Copy out the full article on WARN notice for closings and layoffs word for word.

◆ **Text extract**:
****

Outsourcing

Have You Given Fair WARNing For Closings and Layoffs?

1 Mar, 2004

By: Rhonda C. Proctor

Although the U.S. economic recovery is well under way, and there is substantive evidence that our economy is not only recovering, but also growing, there remains tremendous personal, professional and political friction about recent and continued job losses in this country. In the call center industry, this issue is of particular concern as nearly every week there are reports of call center closings and announcements of more offshore outsourcing partnerships. Without taking a stance on economic theory, it becomes important for executives, managers and agents in call centers to know how U.S. law protects them in the unfortunate event that their site must close.
 

WARN
 

WARN is the acronym for the Worker Adjustment and Retraining Notification Act, which mandates that companies provide advance notification to their employees when an operational site is expected to close, or when mass layoffs are planned. “It’s a very misunderstood act,” says employment law attorney Larry Bridgesmith of Waller Lansden Dortch & Davis in Nashville, Tenn. “WARN has often been referred to as the ‘plant closing’ law, but in reality no industry is excluded. Call centers, too, are required to be in compliance.”

****

◆ **Entries provided**:

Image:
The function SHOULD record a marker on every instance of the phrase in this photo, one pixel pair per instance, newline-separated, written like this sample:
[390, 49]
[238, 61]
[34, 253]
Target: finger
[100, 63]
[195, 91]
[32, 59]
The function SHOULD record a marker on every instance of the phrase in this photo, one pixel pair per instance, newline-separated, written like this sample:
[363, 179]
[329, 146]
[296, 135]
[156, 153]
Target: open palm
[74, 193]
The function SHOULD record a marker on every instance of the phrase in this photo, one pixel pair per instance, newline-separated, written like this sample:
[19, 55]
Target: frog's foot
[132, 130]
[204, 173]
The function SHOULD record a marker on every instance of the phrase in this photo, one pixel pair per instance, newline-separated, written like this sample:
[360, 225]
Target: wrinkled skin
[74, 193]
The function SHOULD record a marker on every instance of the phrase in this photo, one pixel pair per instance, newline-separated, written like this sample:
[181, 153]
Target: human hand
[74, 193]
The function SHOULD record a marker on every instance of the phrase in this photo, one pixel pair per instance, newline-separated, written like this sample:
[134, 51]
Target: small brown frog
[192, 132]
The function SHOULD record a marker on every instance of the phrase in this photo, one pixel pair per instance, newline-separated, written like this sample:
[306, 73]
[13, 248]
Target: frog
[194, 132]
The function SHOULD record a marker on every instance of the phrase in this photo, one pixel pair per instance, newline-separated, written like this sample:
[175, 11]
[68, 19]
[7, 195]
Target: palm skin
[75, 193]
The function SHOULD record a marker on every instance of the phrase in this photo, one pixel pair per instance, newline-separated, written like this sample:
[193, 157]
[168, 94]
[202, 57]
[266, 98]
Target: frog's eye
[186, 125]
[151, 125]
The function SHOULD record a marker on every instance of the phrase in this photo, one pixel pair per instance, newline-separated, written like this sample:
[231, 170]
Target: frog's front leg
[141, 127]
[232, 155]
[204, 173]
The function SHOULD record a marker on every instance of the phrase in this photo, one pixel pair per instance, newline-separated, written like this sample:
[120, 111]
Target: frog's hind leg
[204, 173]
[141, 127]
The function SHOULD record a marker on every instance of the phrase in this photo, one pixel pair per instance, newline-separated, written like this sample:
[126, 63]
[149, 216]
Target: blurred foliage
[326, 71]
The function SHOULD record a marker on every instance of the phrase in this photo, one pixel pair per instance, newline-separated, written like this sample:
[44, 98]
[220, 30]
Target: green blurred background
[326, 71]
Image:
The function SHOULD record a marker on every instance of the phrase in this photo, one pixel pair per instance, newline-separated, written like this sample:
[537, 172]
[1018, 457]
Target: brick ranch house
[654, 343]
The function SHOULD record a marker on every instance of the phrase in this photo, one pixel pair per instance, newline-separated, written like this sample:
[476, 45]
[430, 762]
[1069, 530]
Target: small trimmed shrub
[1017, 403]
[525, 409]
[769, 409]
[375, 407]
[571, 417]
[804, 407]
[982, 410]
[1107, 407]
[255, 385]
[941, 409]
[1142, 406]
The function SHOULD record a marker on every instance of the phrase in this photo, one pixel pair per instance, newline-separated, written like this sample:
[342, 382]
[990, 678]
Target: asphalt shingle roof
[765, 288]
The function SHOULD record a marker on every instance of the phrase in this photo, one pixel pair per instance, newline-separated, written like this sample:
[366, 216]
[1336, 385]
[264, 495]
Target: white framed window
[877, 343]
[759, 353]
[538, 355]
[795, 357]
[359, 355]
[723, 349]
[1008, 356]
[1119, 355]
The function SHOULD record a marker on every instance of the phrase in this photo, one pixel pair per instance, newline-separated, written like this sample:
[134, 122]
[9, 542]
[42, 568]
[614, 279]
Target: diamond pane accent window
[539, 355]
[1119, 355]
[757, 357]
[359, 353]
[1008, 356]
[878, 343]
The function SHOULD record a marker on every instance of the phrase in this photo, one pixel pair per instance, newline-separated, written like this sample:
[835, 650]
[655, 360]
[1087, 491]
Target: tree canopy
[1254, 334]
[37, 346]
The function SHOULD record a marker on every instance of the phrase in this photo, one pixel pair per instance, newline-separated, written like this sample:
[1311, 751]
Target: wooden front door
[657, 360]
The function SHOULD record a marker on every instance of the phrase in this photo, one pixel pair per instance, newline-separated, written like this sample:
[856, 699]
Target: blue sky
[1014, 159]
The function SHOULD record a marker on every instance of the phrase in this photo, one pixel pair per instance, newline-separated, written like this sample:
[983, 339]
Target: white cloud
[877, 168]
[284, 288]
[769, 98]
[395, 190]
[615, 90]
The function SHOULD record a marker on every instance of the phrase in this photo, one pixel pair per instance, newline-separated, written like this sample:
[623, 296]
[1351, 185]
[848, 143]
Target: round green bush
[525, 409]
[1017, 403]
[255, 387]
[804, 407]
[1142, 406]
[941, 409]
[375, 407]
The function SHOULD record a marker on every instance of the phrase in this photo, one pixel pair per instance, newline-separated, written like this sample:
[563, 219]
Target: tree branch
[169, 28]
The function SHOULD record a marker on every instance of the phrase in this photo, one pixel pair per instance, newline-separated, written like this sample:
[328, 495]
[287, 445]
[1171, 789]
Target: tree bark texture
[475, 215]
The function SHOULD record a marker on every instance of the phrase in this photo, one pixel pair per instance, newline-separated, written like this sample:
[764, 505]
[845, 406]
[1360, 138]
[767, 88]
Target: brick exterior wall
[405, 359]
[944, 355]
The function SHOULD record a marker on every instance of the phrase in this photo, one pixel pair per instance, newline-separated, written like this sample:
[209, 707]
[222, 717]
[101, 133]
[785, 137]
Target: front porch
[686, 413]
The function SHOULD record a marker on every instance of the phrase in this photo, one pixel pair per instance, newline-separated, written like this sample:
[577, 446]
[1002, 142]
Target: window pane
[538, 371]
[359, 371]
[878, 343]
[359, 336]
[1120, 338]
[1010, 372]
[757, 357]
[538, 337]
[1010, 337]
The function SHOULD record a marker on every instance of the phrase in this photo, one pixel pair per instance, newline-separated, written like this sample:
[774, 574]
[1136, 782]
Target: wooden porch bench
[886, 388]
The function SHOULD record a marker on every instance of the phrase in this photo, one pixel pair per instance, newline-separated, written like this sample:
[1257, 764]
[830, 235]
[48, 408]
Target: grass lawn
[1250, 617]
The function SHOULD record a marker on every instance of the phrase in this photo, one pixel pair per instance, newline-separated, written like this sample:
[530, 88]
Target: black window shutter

****

◆ **Expected answer**:
Outsourcing

Have You Given Fair WARNing For Closings and Layoffs?

1 Mar, 2004

By: Rhonda C. Proctor

Although the U.S. economic recovery is well under way, and there is substantive evidence that our economy is not only recovering, but also growing, there remains tremendous personal, professional and political friction about recent and continued job losses in this country. In the call center industry, this issue is of particular concern as nearly every week there are reports of call center closings and announcements of more offshore outsourcing partnerships. Without taking a stance on economic theory, it becomes important for executives, managers and agents in call centers to know how U.S. law protects them in the unfortunate event that their site must close.
 

WARN
 

WARN is the acronym for the Worker Adjustment and Retraining Notification Act, which mandates that companies provide advance notification to their employees when an operational site is expected to close, or when mass layoffs are planned. “It’s a very misunderstood act,” says employment law attorney Larry Bridgesmith of Waller Lansden Dortch & Davis in Nashville, Tenn. “WARN has often been referred to as the ‘plant closing’ law, but in reality no industry is excluded. Call centers, too, are required to be in compliance.”